Will it happen again?
The excess wind power at the start of the week pushed power prices into negative territory, creating a dis-incentive for generators to begin ramping ahead of the predicted demand uptick. Jonathan Marshall, of the Energy and Climate Intelligence Unit told The Times newspaper that the warnings showed that “the rapid transition in Britain’s electricity system is outpacing the changes in governance and regulation needed” to encourage the emergence of more flexible technologies such as batteries which would have allowed the excess wind power available from the storms earlier in the week to have been stored for later use when wind levels and temperatures both fell.
While National Grid ESO emphasised that low wind output was only one factor causing the alerts, it acknowledged that balancing the grid is becoming increasingly complex as more intermittent generation is brought online. More than 10,000 wind turbines now operate in the GB market with a theoretical maximum output of 24 GW. Over a typical year, their output averages about third of that level, equivalent to the annual energy needs of 18 million homes. However, there have been times this winter when wind has produced barely a tenth of its potential output, below the 16% assumed in NG ESO’s winter planning, and once again, coal is ramping up to fill the gap.
Of course, in a net zero carbon world, there will be no coal around – the UK is committed to closing its remaining coal plant by October 2024. The Capacity Market was designed to incentivise new generation to replace exiting coal and aging gas and nuclear plant, but so far the most successful technologies in the Capacity Market have been small-scale gas and diesel engines, which are also incompatible with a zero-carbon world.

——————

> What to work on
According to the passage on Britain's electricity grid, by what date is the UK committed to closing its remaining coal plant?

——————

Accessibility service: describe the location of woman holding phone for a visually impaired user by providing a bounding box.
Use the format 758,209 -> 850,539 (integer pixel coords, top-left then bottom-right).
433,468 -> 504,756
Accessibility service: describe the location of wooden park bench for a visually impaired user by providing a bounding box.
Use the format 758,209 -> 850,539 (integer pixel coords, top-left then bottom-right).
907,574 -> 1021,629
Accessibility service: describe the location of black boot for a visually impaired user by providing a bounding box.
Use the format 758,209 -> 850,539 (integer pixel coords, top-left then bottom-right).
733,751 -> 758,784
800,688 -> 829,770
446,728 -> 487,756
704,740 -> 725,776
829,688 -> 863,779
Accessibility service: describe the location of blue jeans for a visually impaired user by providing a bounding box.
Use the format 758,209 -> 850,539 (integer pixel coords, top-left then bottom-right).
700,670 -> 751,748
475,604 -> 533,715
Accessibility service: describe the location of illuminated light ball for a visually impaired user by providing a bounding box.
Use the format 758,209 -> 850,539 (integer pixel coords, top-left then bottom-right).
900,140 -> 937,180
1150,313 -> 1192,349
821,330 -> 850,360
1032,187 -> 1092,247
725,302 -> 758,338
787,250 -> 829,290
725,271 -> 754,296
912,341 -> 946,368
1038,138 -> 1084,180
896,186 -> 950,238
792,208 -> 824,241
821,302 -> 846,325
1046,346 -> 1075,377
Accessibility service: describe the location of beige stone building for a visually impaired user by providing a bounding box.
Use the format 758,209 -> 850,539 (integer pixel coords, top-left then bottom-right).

——————

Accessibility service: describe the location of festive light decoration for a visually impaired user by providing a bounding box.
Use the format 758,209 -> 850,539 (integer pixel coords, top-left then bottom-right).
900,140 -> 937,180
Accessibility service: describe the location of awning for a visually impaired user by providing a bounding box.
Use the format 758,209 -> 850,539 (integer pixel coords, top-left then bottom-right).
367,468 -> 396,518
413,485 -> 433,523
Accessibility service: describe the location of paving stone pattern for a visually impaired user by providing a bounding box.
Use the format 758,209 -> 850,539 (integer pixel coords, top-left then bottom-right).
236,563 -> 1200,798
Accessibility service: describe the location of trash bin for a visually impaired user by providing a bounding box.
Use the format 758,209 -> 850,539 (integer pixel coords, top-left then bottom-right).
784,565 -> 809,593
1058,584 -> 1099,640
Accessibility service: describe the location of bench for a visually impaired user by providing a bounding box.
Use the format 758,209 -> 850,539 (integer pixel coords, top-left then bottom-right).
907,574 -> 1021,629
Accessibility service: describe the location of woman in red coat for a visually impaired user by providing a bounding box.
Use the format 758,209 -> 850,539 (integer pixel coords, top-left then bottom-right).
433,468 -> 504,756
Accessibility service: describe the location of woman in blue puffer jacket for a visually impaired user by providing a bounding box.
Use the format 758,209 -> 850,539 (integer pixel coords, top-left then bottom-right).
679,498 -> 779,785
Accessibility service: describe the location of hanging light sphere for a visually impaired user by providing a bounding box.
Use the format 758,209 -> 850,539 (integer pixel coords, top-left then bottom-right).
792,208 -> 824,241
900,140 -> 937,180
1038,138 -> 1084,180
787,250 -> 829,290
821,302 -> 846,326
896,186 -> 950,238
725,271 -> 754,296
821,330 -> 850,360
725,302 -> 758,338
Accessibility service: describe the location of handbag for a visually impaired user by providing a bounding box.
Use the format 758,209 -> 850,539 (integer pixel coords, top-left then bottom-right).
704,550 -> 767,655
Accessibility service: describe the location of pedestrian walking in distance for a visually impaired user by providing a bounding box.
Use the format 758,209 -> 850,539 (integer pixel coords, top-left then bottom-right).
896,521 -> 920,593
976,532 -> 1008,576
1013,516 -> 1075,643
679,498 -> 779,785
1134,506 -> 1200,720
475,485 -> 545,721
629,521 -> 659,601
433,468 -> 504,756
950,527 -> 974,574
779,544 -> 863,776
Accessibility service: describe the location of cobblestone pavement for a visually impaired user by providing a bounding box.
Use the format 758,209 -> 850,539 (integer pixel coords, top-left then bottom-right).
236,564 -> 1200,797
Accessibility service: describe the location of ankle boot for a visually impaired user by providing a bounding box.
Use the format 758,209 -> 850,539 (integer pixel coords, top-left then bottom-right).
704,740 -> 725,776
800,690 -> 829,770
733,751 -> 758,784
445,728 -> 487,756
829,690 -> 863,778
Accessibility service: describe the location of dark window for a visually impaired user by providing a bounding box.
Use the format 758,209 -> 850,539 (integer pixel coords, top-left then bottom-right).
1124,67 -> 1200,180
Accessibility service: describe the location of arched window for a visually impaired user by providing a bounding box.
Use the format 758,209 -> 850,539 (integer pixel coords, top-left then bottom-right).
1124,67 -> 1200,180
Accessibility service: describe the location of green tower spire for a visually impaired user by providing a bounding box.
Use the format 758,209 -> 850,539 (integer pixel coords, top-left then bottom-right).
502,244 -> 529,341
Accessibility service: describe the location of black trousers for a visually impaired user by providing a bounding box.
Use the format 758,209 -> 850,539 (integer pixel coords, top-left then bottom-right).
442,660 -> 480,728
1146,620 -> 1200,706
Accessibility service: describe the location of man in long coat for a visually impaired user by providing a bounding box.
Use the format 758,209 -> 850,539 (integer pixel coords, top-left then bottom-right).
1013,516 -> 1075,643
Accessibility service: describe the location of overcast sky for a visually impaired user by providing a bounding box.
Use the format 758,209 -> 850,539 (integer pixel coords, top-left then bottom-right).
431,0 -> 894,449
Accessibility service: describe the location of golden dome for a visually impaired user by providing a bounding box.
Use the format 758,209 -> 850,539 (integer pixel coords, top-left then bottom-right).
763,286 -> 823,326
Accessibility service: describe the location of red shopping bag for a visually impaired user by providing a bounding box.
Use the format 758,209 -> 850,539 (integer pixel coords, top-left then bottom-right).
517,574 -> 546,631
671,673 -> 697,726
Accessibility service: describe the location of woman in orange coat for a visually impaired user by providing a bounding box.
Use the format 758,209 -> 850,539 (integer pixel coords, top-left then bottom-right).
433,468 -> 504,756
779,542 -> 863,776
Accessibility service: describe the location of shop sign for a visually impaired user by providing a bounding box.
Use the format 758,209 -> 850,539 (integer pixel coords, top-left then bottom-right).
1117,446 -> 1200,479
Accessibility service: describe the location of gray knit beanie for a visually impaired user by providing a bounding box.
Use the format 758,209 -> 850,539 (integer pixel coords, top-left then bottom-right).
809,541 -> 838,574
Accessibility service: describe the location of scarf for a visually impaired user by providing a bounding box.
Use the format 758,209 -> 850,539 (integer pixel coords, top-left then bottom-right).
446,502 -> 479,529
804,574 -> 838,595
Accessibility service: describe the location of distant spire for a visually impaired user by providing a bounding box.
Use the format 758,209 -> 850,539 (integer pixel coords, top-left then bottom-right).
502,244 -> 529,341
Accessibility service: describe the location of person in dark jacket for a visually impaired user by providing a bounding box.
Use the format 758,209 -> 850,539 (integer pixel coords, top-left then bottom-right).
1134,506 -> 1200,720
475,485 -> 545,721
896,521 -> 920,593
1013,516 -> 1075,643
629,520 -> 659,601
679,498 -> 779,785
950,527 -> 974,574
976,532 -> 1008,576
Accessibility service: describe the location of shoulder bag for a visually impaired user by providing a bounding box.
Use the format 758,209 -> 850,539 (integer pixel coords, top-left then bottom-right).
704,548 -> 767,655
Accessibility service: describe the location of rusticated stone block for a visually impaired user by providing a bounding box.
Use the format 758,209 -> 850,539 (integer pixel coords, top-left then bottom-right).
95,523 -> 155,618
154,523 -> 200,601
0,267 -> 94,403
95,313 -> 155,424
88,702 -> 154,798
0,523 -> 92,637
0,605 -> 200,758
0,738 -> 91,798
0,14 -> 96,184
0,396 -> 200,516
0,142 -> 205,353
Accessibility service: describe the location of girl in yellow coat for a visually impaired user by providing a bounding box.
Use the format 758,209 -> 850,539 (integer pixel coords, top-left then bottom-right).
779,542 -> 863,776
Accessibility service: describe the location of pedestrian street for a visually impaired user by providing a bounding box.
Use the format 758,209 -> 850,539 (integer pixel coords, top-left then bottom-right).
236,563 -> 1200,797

——————

> Task answer
October 2024